Exercices à réaliser =>
a: Dans le passage sur Virginia Woolf, quel principe unificateur fonde ses textes ?
b: Reproduisez le passage sur Virginia Woolf en commençant par « Dans l'introduction » et en poursuivant jusqu'à « cœur de la vie. ».

Extrait choisi =>
+--
Dans l'introduction
de l’ouvrage « L’écrivain et la vie », Elise Argaud dit au sujet de
la pratique de Virginia Woolf en tant qu'auteure :
L'un des principes unificateurs qui fondent ses textes est
le primat de l'expérience :
« Loin
d'être un monde hors du monde, une façon de s'abstraire et une abstraction,
l'expérience littéraire est une plongée du langage au cœur de la vie »
[L'expérience littéraire est une plongée du langage au
cœur de la vie.
Fort superbe affirmation !]
On apprend quelques pages plus loin que Virginia Woolf
accorde une grande place aux impressions, sur la mise en relation
libre, non pas de principes définis à priori, mais de ses sensations.
[Au sujet des mots, sa pensée est intéressante
aussi :]
« Les mots sont inutiles [(en eux-mêmes faudrait-il
préciser !)] : le langage procède par associations d'idées,
d'impressions : tout mot peut déclencher une cascade d'autres mots,
peut entrainer cette variété infinie que toute la littérature ne réalise
qu'en partie. »
Plus loin :
« Les mots sont le miroir de leur auteur, de sa vie
personnelle, malgré lui et avant même leur signification propre ».
« Là, partout, tantôt cachée, tantôt visible dans ce
qui est écrit se trouve l'empreinte d'un être humain »
« Ils ont parfois créé des images si frappantes que
les mots qui les composent semblent devenir indissociables. »
« Pour que les mots puissent aussi refléter le monde
et en donner une vision inédite, il faut à tout prix préserver leur liberté et les
combiner de façon neuve et vivante »
« Toute création en mots doit laisser place à
l'imagination du lecteur en ménageant l'implicite »
« L'écrivain a pour tâche de sélectionner un aspect
et de faire en sorte qu'il en évoque vingt » (V. Woolf)
+--
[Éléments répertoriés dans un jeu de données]
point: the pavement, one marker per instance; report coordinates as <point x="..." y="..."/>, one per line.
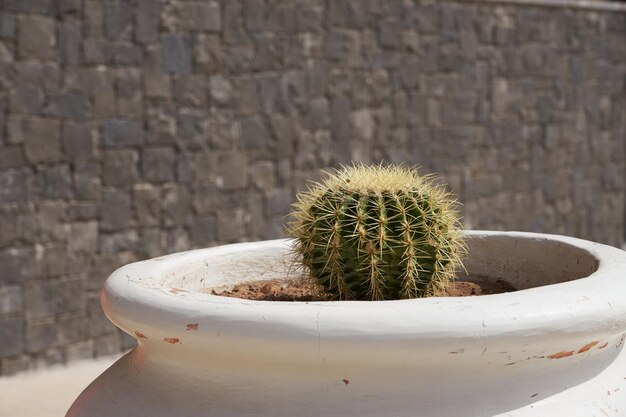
<point x="48" y="392"/>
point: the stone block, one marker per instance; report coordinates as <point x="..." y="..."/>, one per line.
<point x="231" y="171"/>
<point x="147" y="17"/>
<point x="193" y="130"/>
<point x="344" y="47"/>
<point x="10" y="299"/>
<point x="283" y="132"/>
<point x="233" y="31"/>
<point x="83" y="211"/>
<point x="40" y="335"/>
<point x="146" y="203"/>
<point x="255" y="134"/>
<point x="79" y="141"/>
<point x="94" y="18"/>
<point x="67" y="105"/>
<point x="246" y="100"/>
<point x="70" y="295"/>
<point x="118" y="20"/>
<point x="221" y="90"/>
<point x="295" y="90"/>
<point x="116" y="210"/>
<point x="208" y="53"/>
<point x="161" y="122"/>
<point x="72" y="328"/>
<point x="39" y="299"/>
<point x="175" y="205"/>
<point x="203" y="16"/>
<point x="70" y="40"/>
<point x="120" y="132"/>
<point x="177" y="239"/>
<point x="11" y="336"/>
<point x="310" y="17"/>
<point x="150" y="245"/>
<point x="84" y="237"/>
<point x="316" y="70"/>
<point x="318" y="114"/>
<point x="16" y="185"/>
<point x="263" y="175"/>
<point x="80" y="350"/>
<point x="17" y="265"/>
<point x="51" y="218"/>
<point x="7" y="25"/>
<point x="156" y="84"/>
<point x="36" y="38"/>
<point x="176" y="53"/>
<point x="108" y="345"/>
<point x="190" y="90"/>
<point x="12" y="157"/>
<point x="27" y="100"/>
<point x="347" y="13"/>
<point x="278" y="202"/>
<point x="87" y="183"/>
<point x="271" y="94"/>
<point x="238" y="59"/>
<point x="158" y="164"/>
<point x="55" y="181"/>
<point x="119" y="167"/>
<point x="41" y="140"/>
<point x="231" y="225"/>
<point x="254" y="15"/>
<point x="102" y="92"/>
<point x="203" y="231"/>
<point x="184" y="168"/>
<point x="114" y="243"/>
<point x="96" y="51"/>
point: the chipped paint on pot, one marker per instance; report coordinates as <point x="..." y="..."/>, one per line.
<point x="553" y="348"/>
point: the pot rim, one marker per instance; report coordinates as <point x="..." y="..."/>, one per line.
<point x="136" y="296"/>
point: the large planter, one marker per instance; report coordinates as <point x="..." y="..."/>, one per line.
<point x="554" y="348"/>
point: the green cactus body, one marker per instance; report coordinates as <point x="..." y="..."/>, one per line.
<point x="377" y="233"/>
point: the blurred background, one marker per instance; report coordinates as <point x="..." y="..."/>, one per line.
<point x="131" y="129"/>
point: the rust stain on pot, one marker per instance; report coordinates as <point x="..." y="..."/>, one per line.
<point x="588" y="346"/>
<point x="562" y="354"/>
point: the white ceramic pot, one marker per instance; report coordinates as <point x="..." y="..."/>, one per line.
<point x="546" y="350"/>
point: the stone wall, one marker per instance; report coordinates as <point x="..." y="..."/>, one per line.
<point x="130" y="129"/>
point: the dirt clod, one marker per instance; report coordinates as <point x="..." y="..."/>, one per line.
<point x="296" y="290"/>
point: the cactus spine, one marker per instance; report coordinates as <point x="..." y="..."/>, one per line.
<point x="377" y="233"/>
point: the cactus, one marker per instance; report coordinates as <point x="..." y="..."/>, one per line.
<point x="377" y="233"/>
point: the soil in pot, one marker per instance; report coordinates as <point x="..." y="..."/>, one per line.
<point x="296" y="290"/>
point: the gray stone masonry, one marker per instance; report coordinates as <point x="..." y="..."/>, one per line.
<point x="131" y="129"/>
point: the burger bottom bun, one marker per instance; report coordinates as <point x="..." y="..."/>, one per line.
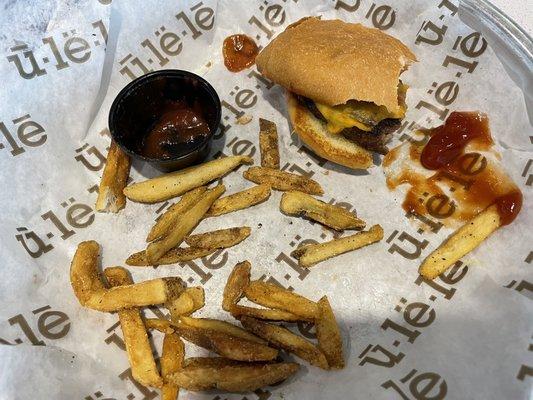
<point x="332" y="147"/>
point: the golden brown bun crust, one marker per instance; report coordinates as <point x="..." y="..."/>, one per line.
<point x="332" y="61"/>
<point x="332" y="147"/>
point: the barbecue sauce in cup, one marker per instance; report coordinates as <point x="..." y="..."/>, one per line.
<point x="179" y="125"/>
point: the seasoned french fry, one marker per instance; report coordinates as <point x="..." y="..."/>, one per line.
<point x="273" y="296"/>
<point x="191" y="300"/>
<point x="461" y="242"/>
<point x="298" y="203"/>
<point x="268" y="144"/>
<point x="143" y="368"/>
<point x="220" y="326"/>
<point x="281" y="180"/>
<point x="237" y="281"/>
<point x="187" y="223"/>
<point x="264" y="313"/>
<point x="116" y="172"/>
<point x="226" y="344"/>
<point x="173" y="256"/>
<point x="91" y="292"/>
<point x="311" y="254"/>
<point x="161" y="325"/>
<point x="328" y="335"/>
<point x="171" y="216"/>
<point x="285" y="339"/>
<point x="219" y="239"/>
<point x="176" y="183"/>
<point x="231" y="376"/>
<point x="240" y="200"/>
<point x="209" y="362"/>
<point x="172" y="359"/>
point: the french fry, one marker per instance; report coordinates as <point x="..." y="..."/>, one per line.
<point x="298" y="203"/>
<point x="219" y="239"/>
<point x="222" y="342"/>
<point x="220" y="326"/>
<point x="191" y="300"/>
<point x="176" y="183"/>
<point x="264" y="313"/>
<point x="231" y="376"/>
<point x="240" y="200"/>
<point x="273" y="296"/>
<point x="268" y="144"/>
<point x="311" y="254"/>
<point x="171" y="216"/>
<point x="161" y="325"/>
<point x="187" y="223"/>
<point x="284" y="181"/>
<point x="283" y="338"/>
<point x="235" y="285"/>
<point x="91" y="292"/>
<point x="173" y="256"/>
<point x="116" y="172"/>
<point x="210" y="362"/>
<point x="461" y="242"/>
<point x="143" y="368"/>
<point x="172" y="359"/>
<point x="328" y="335"/>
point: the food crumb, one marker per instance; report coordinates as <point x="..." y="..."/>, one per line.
<point x="244" y="119"/>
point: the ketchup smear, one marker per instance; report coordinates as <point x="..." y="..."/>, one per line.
<point x="448" y="143"/>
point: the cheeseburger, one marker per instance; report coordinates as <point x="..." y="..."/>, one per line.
<point x="345" y="97"/>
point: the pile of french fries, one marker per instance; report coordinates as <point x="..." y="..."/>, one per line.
<point x="248" y="356"/>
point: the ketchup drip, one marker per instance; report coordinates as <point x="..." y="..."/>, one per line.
<point x="443" y="153"/>
<point x="239" y="52"/>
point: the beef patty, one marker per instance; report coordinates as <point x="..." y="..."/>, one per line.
<point x="374" y="140"/>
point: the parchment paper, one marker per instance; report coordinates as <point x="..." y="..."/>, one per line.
+--
Résultats par exercice =>
a: Le primat de l'expérience.

b:
Dans l'introduction
de l’ouvrage « L’écrivain et la vie », Elise Argaud dit au sujet de
la pratique de Virginia Woolf en tant qu'auteure :
L'un des principes unificateurs qui fondent ses textes est
le primat de l'expérience :
« Loin
d'être un monde hors du monde, une façon de s'abstraire et une abstraction,
l'expérience littéraire est une plongée du langage au cœur de la vie »
[L'expérience littéraire est une plongée du langage au
cœur de la vie.